▶ **PROMPT**
Output the line that contains "Return the outline of every instance of the tall" and every line after it to the end of the entries, with nothing added or left out.

[Data records]
▽

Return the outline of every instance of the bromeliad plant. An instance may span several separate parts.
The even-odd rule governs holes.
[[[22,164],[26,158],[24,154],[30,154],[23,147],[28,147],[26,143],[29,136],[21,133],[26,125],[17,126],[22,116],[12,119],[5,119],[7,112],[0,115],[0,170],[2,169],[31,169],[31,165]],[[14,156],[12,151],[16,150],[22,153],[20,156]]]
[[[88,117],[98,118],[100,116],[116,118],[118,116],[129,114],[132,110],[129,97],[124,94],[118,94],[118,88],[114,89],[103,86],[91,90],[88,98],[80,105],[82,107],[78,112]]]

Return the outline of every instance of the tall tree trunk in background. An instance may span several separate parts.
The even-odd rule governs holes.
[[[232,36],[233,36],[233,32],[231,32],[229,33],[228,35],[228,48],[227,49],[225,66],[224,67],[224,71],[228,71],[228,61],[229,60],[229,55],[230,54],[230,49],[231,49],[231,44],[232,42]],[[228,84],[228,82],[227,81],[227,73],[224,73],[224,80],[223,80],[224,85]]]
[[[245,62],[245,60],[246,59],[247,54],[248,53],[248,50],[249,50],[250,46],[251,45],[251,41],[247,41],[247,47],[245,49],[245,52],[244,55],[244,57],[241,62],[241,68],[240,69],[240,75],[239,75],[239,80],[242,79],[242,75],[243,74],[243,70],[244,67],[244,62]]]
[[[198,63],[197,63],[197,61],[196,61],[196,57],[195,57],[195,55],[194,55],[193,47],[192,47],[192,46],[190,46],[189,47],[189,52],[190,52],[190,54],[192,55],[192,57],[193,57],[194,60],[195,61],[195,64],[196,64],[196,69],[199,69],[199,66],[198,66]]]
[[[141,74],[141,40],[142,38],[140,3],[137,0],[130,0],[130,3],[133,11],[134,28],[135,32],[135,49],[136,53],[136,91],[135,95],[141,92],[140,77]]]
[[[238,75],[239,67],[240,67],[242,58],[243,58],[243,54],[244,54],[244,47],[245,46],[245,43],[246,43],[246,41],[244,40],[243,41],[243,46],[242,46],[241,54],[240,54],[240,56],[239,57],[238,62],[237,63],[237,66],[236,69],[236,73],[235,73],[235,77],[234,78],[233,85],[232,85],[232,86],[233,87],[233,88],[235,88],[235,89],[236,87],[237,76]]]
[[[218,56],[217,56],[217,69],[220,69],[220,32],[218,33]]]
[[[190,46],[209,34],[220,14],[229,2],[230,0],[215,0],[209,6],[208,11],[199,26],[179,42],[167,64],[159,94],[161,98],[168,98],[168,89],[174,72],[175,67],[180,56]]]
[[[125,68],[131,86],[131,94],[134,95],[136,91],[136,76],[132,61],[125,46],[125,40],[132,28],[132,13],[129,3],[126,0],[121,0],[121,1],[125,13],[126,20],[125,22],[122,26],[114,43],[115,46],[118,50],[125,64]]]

△

▶ **TASK ANSWER**
Return the outline of every instance of the tall tree trunk in background. An instance may span several separate parts.
The even-odd rule governs holes.
[[[232,36],[233,36],[233,32],[231,32],[229,33],[228,35],[228,48],[227,49],[225,66],[224,67],[224,71],[228,71],[228,61],[229,60],[229,55],[230,54],[230,49],[231,49],[231,44],[232,42]],[[228,84],[228,82],[227,81],[227,73],[224,73],[224,80],[223,80],[224,85]]]
[[[245,62],[245,60],[246,59],[247,54],[248,53],[248,50],[249,50],[250,46],[251,45],[251,41],[247,41],[247,47],[245,49],[245,52],[244,55],[244,57],[241,62],[241,68],[240,69],[240,75],[239,75],[239,80],[242,79],[242,75],[243,74],[243,70],[244,67],[244,62]]]
[[[198,63],[197,63],[197,61],[196,61],[196,57],[195,57],[195,55],[194,55],[193,47],[192,47],[192,46],[190,46],[189,47],[189,52],[190,52],[190,54],[192,55],[192,57],[193,57],[194,60],[195,61],[195,64],[196,64],[196,69],[199,69],[199,66],[198,66]]]
[[[141,74],[141,40],[142,38],[140,3],[137,0],[130,0],[130,3],[133,11],[134,28],[135,32],[135,49],[136,53],[136,91],[135,95],[141,92],[140,77]]]
[[[238,75],[239,67],[240,67],[242,58],[243,58],[243,54],[244,54],[244,47],[245,46],[245,43],[246,43],[246,41],[244,40],[243,41],[243,46],[242,46],[241,54],[240,54],[240,56],[239,57],[238,62],[237,63],[237,66],[236,69],[236,73],[235,73],[235,77],[234,78],[233,85],[232,85],[232,86],[233,87],[233,88],[235,88],[235,89],[236,87],[237,76]]]
[[[218,56],[217,56],[217,69],[220,69],[220,32],[218,33]]]
[[[190,46],[209,34],[220,14],[229,2],[230,0],[215,0],[209,6],[208,11],[199,26],[179,42],[167,64],[159,94],[161,98],[168,98],[168,89],[174,72],[175,67],[180,56]]]
[[[125,68],[131,86],[131,94],[134,95],[136,91],[136,76],[132,61],[125,46],[125,40],[132,28],[132,13],[129,3],[126,0],[121,0],[121,1],[125,13],[126,20],[125,22],[122,26],[114,43],[115,46],[118,50],[125,64]]]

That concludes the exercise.